== What you have to do ==
Include only the line with "For every instance of the distant" and the lines after it, each reproduced exactly as it stands in the entries below.

== Provided data ==

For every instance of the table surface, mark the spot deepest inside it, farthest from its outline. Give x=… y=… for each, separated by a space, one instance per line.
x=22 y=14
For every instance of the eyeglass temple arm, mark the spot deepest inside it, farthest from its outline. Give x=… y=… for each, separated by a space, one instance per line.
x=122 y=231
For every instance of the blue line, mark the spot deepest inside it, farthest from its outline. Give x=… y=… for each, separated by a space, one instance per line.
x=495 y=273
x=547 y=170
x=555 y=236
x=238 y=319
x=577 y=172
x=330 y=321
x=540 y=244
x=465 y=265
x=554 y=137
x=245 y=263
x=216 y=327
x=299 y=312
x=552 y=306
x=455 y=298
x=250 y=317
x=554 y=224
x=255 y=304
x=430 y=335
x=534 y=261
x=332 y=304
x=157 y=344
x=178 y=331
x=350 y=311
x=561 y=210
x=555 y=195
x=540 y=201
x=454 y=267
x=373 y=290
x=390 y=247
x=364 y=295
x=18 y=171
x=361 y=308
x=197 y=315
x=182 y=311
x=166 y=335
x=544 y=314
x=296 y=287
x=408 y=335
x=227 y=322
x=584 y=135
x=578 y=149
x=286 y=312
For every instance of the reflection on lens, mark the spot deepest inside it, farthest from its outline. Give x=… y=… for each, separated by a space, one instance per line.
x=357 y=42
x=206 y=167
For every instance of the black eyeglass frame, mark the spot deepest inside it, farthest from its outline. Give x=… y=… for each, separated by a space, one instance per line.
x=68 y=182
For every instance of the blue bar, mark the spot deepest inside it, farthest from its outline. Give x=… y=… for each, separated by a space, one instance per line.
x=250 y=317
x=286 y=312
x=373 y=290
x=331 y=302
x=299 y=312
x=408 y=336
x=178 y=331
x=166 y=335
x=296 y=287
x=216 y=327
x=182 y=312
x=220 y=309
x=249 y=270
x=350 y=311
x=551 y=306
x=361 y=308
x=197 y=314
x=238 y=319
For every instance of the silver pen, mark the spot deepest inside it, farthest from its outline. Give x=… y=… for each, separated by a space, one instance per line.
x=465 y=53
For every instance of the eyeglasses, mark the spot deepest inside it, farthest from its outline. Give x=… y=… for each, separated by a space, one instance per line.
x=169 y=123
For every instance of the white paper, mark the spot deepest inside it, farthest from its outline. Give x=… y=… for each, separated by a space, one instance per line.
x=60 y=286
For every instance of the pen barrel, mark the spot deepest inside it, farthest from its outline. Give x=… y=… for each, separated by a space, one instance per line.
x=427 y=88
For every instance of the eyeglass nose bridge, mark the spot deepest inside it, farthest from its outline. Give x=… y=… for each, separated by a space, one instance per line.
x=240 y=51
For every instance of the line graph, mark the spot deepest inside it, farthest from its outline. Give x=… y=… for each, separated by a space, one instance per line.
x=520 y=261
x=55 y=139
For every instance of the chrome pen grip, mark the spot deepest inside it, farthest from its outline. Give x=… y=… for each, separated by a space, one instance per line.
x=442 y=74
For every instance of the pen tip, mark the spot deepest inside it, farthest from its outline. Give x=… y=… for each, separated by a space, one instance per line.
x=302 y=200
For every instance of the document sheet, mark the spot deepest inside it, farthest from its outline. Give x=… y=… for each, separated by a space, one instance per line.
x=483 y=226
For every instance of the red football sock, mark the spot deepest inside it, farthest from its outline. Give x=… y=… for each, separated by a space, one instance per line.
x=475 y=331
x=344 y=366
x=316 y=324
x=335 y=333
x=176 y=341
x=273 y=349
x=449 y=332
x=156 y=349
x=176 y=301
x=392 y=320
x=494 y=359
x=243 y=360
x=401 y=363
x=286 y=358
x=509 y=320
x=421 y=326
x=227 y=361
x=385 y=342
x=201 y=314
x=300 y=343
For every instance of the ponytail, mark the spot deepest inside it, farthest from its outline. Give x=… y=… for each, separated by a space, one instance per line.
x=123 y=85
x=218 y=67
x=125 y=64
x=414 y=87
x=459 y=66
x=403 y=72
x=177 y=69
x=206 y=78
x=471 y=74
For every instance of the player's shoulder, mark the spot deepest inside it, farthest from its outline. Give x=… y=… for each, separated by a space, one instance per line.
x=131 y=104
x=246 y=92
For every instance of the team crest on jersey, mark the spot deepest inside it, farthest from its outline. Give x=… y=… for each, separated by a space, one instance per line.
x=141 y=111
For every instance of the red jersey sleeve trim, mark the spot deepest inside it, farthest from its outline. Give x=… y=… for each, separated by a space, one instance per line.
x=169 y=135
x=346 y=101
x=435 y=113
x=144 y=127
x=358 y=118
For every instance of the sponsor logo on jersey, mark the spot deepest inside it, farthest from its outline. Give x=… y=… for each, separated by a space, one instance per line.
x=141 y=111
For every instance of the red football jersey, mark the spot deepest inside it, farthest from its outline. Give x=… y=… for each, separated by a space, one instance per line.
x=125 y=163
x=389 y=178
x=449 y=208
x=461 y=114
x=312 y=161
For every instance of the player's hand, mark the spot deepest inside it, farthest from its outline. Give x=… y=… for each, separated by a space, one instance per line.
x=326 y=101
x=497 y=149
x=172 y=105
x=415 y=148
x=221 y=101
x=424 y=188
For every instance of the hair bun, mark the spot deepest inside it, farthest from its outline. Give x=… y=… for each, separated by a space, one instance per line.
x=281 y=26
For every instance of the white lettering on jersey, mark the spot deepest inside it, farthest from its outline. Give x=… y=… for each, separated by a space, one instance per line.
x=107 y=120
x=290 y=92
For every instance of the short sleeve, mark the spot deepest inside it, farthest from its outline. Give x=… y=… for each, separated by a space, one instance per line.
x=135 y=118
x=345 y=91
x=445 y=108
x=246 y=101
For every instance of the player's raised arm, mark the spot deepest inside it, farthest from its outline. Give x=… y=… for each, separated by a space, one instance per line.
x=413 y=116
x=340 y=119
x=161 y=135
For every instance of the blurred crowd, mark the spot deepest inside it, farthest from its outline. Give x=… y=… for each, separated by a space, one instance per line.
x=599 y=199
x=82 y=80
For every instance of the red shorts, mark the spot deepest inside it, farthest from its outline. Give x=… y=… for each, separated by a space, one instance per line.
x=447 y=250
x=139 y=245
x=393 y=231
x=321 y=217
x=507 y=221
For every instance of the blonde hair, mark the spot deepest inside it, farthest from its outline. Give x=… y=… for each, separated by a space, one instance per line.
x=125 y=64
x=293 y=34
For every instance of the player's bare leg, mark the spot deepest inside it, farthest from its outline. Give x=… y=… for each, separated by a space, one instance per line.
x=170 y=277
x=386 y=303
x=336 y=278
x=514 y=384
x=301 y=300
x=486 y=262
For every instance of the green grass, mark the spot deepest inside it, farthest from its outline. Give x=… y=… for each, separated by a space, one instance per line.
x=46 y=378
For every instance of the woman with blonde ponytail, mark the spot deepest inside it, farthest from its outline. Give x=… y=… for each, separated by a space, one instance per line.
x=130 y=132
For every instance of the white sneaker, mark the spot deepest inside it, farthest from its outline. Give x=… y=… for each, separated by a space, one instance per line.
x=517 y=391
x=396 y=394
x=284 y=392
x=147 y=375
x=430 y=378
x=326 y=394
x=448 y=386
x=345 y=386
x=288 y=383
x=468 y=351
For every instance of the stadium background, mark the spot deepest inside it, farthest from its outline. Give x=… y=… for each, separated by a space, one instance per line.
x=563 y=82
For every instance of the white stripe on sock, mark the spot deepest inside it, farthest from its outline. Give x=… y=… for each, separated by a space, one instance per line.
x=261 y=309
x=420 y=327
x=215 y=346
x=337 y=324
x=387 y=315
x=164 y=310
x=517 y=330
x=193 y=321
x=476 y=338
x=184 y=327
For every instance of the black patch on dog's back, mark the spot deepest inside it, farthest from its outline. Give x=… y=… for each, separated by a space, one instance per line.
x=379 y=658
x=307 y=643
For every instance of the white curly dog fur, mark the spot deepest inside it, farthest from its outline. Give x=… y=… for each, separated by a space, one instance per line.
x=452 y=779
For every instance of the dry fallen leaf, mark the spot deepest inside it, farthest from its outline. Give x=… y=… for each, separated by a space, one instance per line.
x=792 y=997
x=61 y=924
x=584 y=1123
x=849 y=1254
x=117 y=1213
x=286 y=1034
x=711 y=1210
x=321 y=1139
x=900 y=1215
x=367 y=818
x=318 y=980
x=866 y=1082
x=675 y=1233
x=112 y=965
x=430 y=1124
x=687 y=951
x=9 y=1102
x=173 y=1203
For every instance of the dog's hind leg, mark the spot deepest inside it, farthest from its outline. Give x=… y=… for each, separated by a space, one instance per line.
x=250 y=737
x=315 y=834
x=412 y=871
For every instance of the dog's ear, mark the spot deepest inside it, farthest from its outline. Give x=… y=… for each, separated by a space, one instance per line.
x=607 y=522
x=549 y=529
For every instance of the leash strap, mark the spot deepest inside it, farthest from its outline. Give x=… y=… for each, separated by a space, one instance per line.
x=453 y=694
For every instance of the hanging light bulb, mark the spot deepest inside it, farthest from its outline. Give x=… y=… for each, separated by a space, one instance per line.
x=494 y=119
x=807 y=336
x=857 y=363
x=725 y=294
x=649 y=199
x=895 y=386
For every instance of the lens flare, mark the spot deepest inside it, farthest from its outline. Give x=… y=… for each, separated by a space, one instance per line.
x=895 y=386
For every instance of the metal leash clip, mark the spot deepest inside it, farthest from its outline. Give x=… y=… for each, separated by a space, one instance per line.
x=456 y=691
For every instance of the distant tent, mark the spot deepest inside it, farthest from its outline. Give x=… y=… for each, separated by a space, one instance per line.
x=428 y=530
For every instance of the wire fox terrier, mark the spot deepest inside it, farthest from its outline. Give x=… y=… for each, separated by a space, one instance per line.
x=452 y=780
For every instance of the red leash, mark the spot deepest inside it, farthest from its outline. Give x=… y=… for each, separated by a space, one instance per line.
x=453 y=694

== Reply to the exercise ==
For every instance of the distant tent, mark the spot deepest inside it, farthest from its outline. Give x=… y=… for each, separated by a space, one instance per line.
x=428 y=530
For every instance of the wire fox terrier, mark the spot deepest inside it, farthest from its outline. Give x=… y=… for each, separated by a space, one instance per line.
x=452 y=780
For every instance of the red leash, mark the spot deepest inside it, farthest from its outline. Give x=… y=… for each, separated by a space, one instance per line.
x=453 y=694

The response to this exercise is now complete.